— YOUR OBJECTIVE —
Can the data below be echoed back word for word?
Start GIVEN RECORDS
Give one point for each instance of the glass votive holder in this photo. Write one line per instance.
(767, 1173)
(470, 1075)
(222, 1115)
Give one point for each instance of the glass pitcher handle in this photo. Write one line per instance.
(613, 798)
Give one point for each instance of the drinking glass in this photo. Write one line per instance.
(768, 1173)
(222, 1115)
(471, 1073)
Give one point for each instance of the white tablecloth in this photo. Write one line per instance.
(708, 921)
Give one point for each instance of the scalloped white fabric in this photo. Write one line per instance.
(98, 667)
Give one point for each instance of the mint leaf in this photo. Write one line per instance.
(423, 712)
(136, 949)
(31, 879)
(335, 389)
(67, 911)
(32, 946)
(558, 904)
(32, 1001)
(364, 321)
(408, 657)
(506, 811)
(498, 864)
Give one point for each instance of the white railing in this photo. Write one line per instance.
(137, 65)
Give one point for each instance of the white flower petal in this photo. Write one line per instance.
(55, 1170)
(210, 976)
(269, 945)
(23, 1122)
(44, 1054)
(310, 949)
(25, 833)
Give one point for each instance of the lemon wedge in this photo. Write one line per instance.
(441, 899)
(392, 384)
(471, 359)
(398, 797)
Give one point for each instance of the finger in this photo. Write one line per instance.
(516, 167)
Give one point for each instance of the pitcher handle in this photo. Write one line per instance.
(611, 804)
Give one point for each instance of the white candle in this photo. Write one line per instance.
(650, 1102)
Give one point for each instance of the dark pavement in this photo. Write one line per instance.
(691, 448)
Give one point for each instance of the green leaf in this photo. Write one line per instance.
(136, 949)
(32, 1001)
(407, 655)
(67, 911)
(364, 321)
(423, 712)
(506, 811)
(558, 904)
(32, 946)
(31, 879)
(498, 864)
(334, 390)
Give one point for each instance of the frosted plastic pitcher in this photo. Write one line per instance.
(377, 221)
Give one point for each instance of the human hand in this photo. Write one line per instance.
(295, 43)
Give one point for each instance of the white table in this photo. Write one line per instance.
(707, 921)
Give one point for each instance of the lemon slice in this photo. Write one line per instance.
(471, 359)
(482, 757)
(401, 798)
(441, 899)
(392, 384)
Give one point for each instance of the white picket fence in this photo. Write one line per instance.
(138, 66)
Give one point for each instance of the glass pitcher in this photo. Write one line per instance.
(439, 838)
End GIVEN RECORDS
— EXPECTED ANSWER —
Give one point for each instance of the glass votive holder in this photo. Write one line per instance.
(767, 1173)
(470, 1075)
(222, 1115)
Give one point for each instance of the glass pitcher handle in this photo. Write one line per instance.
(613, 798)
Give one point for each instance of the drinking glass in this photo. Write one line per instance.
(768, 1173)
(222, 1115)
(471, 1073)
Give one point for each instance of the white tablecloth in this photo. Write one line per instance.
(708, 921)
Give one point for each instance of the scalloped white fabric in this photo. Write one line per instance.
(98, 667)
Give one point for each instance of the mint leaf in this photo. Write one line per instance.
(423, 712)
(136, 949)
(31, 879)
(335, 389)
(67, 911)
(32, 946)
(558, 904)
(32, 1001)
(364, 321)
(408, 657)
(506, 811)
(498, 864)
Give one point for each instance of the white railing in this photo. Write one line per instance.
(137, 65)
Give one point for each instance of the white flower petal in this photo. Write one line per instance.
(55, 1170)
(210, 976)
(269, 945)
(23, 1122)
(44, 1054)
(310, 949)
(25, 833)
Give one point for each instance of the lemon wedge in this photo. Write one line per instance.
(441, 899)
(392, 384)
(471, 359)
(398, 797)
Give one point for each instance of the finger in this photo. Write one line per instance.
(516, 167)
Give one point for each instance of the pitcher handle in this photo. Write one line per instance.
(611, 804)
Give one point for each instance of the white candle in this photo. Write one line per instance.
(650, 1102)
Give one point for each instance of the dark pavement in this photo. Write one line per instance.
(691, 448)
Give one point for each instance of the green leaf in this photo. Write one line per instance.
(136, 949)
(32, 1001)
(407, 655)
(67, 911)
(364, 321)
(423, 712)
(506, 811)
(558, 904)
(32, 946)
(31, 879)
(498, 864)
(334, 390)
Give one point for each instance of the frosted plastic pitcher in this photo. Write one line per instance.
(377, 221)
Give one point for each instance of the human hand in this photo. Write one line per instance.
(295, 43)
Give one point for each instance of the white table in this photo. Write one line per instance.
(707, 921)
Give one point for each instance of the lemon slice in this photo. Write one line per instance.
(471, 359)
(482, 757)
(401, 798)
(441, 899)
(392, 384)
Give one point for each instance of the white picket fence in this photo. Write one line per instance.
(138, 66)
Give one point for each instance of the glass pitcher in this photo. Write one line per instance.
(439, 838)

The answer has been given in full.